[Teks]:

_ _ _ _ _ _ _

0
[Catatan Harian] (Tak Ada) Kasta dalam Islam
![]() |
tuh kan waktu saya searching google dengan ikhwan dan akhwat yang muncul pasti gambar beginian (from: 4antum.wordpress.com) |
Judul postingan saya sangat jelas to, bahwa tidak ada kasta dalam Islam?
Karena sangat jelas, oleh karenanya saya membuat postingan ini. Saya hanya
mengingatkan bahwa tidak ada kasta dalam Islam. Literally. Dan jika pun Islam mengenal perbedaan, perbedaan itu
lahir dari keimanan pada diri muslim itu sendiri. Walaupun begitu, tampaknya
perbedaan ini yang secara tidak sengaja membuat judgment pada manusia. membuat batasan-batasan sangat jelas. Membuat
kasta.
Saya mendapati satu fakta sebutan ikhwan
dan akhwat. Dalam kamus bahasa
arab manapun ikhwan bermakna saudara
laki-laki, sedangkan akhwat bermakna
saudara perempuan. Ini adalah makna denotatif. Jelas sekali.
Tidak perlu penggalian khusus untuk menyadari bahwa ada konotasi dalam
sebutan ikhwan dan akhwat. Konotasi di sini berdasarkan
pengertian ke arah semiotika, yaitu makna yang terkontruksi berbeda-beda dengan
sendirinya berdasarkan perasaan seseorang. Konotasi yang terbentuk biasanya
karena pengaruh budaya dan timbul pada masyarakat tertentu.

_ _ _ _ _ _ _

[Baris Data]:
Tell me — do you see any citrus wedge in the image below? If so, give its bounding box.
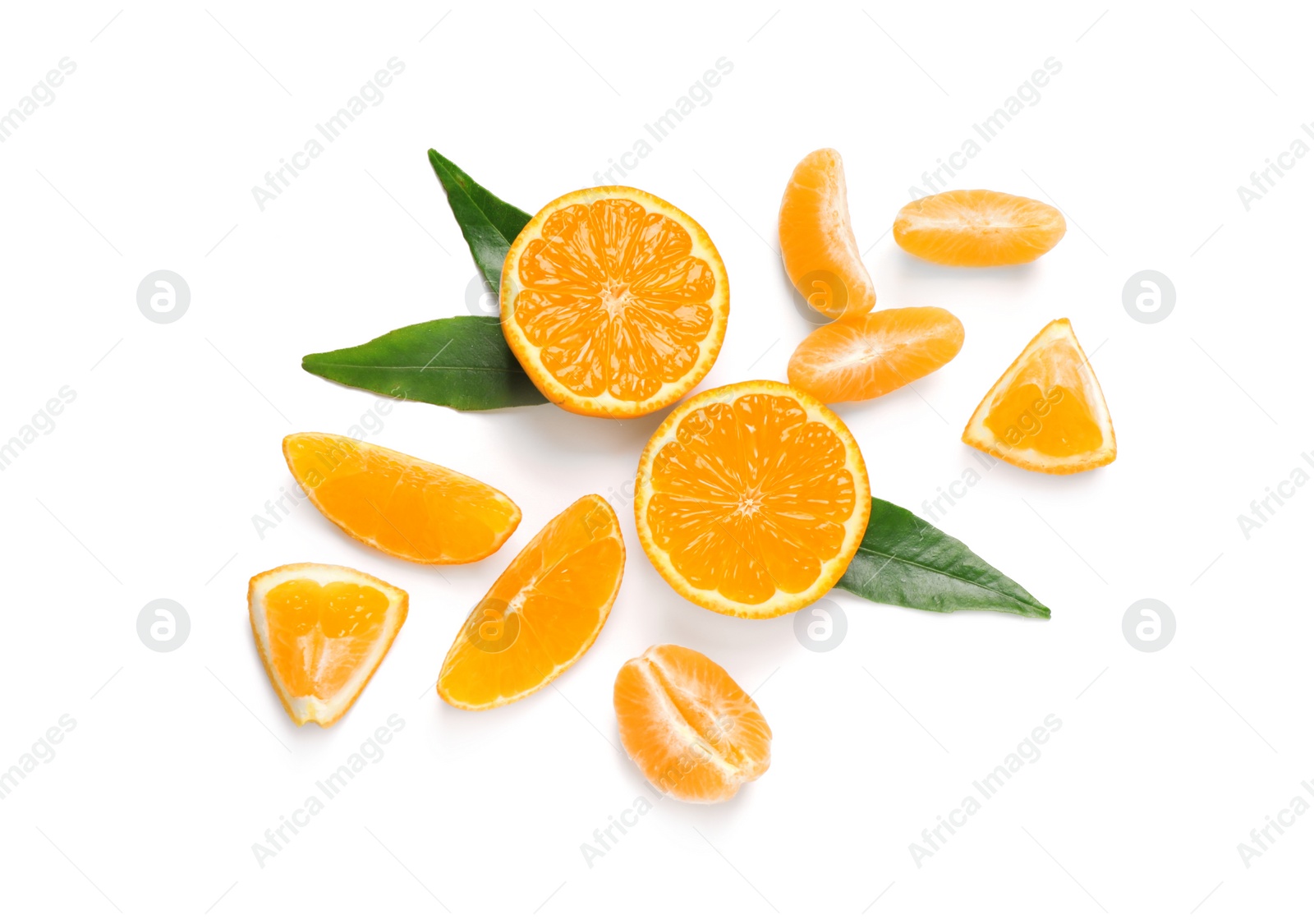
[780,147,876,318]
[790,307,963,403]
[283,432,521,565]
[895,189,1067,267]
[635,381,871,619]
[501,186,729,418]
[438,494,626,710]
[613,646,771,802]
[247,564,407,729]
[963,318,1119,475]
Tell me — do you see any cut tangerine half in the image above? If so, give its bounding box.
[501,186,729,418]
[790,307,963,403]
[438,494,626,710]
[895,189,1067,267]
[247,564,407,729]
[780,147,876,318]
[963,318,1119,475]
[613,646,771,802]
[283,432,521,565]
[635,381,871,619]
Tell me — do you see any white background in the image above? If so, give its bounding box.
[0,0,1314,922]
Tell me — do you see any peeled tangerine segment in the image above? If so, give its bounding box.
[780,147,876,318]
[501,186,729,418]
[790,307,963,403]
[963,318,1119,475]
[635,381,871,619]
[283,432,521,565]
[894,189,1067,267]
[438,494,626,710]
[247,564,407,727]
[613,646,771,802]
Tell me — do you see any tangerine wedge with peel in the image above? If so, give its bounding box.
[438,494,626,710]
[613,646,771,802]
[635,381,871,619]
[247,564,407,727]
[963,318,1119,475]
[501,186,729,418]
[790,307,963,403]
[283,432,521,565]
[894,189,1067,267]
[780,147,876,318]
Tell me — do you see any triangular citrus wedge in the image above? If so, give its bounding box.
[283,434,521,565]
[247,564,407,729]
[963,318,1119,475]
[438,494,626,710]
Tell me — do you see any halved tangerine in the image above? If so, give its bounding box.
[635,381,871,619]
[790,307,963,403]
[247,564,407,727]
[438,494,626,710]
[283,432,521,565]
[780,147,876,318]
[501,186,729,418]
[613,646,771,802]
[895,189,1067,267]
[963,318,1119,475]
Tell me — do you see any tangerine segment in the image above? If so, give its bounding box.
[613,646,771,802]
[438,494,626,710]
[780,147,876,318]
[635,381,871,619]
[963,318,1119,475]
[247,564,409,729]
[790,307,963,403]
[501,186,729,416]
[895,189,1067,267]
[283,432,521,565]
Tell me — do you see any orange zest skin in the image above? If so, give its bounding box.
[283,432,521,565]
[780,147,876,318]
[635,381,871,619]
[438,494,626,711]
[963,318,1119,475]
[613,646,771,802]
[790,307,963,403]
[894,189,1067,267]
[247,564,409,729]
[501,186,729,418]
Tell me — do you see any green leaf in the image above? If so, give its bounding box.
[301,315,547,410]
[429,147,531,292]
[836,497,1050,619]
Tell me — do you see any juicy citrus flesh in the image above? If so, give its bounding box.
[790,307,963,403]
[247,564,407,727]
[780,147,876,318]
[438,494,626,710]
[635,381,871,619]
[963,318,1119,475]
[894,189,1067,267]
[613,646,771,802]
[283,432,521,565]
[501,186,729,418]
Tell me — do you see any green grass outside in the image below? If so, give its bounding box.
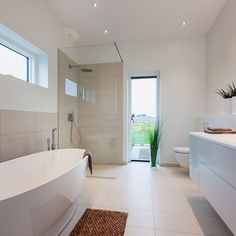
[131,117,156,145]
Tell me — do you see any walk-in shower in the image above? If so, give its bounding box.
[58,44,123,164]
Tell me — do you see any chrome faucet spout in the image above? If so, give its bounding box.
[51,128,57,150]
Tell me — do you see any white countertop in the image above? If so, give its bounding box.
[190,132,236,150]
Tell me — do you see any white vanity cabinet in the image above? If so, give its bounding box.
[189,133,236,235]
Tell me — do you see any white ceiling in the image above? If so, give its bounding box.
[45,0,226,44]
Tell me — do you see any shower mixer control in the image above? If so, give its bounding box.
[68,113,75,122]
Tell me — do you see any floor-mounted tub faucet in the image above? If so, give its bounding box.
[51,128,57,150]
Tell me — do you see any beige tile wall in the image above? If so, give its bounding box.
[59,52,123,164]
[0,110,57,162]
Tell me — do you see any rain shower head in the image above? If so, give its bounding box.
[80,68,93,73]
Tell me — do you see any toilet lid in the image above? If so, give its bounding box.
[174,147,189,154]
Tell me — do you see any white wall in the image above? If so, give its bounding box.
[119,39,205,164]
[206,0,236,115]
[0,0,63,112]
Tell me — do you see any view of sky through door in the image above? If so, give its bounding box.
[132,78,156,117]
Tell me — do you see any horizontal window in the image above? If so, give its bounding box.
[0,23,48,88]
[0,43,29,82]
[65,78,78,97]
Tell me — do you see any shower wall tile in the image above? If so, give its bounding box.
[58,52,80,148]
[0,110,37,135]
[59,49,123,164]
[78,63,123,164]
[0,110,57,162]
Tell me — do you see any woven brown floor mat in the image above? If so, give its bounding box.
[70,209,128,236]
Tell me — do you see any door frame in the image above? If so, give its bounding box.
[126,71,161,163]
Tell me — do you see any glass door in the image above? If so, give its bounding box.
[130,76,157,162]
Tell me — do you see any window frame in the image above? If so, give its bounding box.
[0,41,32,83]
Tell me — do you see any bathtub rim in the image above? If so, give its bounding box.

_ _ _ _ _ _ _

[Tujuan Tugas]: Cetak bagian teks tentang kasta dalam Islam dari "Saya mendapati satu" sampai "denotatif. Jelas sekali." tanpa mengubah satu kata pun. Materi di atas terpisah dari teks dan berdiri sendiri.

[Jawaban Tugas]:
Saya mendapati satu fakta sebutan ikhwan
dan akhwat. Dalam kamus bahasa
arab manapun ikhwan bermakna saudara
laki-laki, sedangkan akhwat bermakna
saudara perempuan. Ini adalah makna denotatif. Jelas sekali.